Snip--we also call that "snow blindness." A Lutheran Church supper in Northern MN typically included many foods covered with white sauce or whipped cream (lutefisk, scalloped potatoes, orange jello with bananas on the bottom and a layer of whipped cream on top)...oh, the whiteness of a Lutheran Church supper spread...


----------



## MrsLMB (Apr 5, 2013)

My Mom wasn't a great cook but she had a way of convincing us kids that something was very good and very special.

Dad worked nights so it was my 2 sisters, Mom and me for dinners most evenings.

She made a tuna casserole that most would be grossed out by but to this day I love it and make it when I need a "comfort food."  She did make excellent liver and onions and convinced the 3 of us that it was very tasty .. still love liver and onions.  Then there were the toasted tomato sandwiches ... another good job convincing us it was tasty.  All cheap meals and still on my favorites list today.


----------



## Snip 13 (Apr 5, 2013)

MrsLMB said:


> My Mom wasn't a great cook but she had a way of convincing us kids that something was very good and very special.
> 
> Dad worked nights so it was my 2 sisters, Mom and me for dinners most evenings.
> 
> She made a tuna casserole that most would be grossed out by but to this day I love it and make it when I need a "comfort food." She did make excellent liver and onions and convinced the 3 of us that it was very tasty .. still love liver and onions. Then there were the toasted tomato sandwiches ... another good job convincing us it was tasty. All cheap meals and still on my favorites list today.


 
I love liver and onions! My mom only used lambs liver and made the most amazing gravy with the cooking juices 

Think I should make some liver and onions with mash over the weekend. You've got me drooling!


----------



## Aunt Bea (Apr 5, 2013)

Snip 13 said:


> I love liver and onions! My mom only used lambs liver and made the most amazing gravy with the cooking juices
> 
> Think I should make some liver and onions with mash over the weekend. You've got me drooling!



We had calves liver once a week with a few crispy rashers of bacon, fried onions and mashed.

We used to have a local saloon that had it on the menu but, they finally discontinued it.  

I think I will see if I can find some this weekend!

We can have a world wide liver fest!


----------



## Snip 13 (Apr 5, 2013)

Aunt Bea said:


> We had calves liver once a week with a few crispy rashers of bacon, fried onions and mashed.
> 
> We used to have a local saloon that had it on the menu but, they finally discontinued it.
> 
> ...


 
Count me in! I love liver  Chicken, beef or lamb!
You should try making skilpadtjies. I think you'll like them. I've got my recipe under my threads on my profile here.
□ □ □ □ □
● Requirement: List every dish the family meals thread names as typical of a Lutheran Church supper in Northern MN.

● Collected material:
□ □ □ □ □
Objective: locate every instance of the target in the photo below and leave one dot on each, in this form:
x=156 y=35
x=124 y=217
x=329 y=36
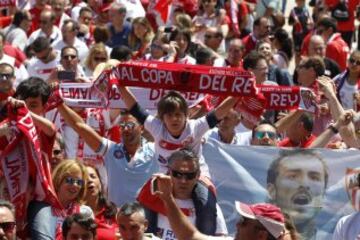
□ □ □ □ □
● Finished task:
- Lutefisk
- Scalloped potatoes
- Orange jello with bananas on the bottom and a layer of whipped cream on top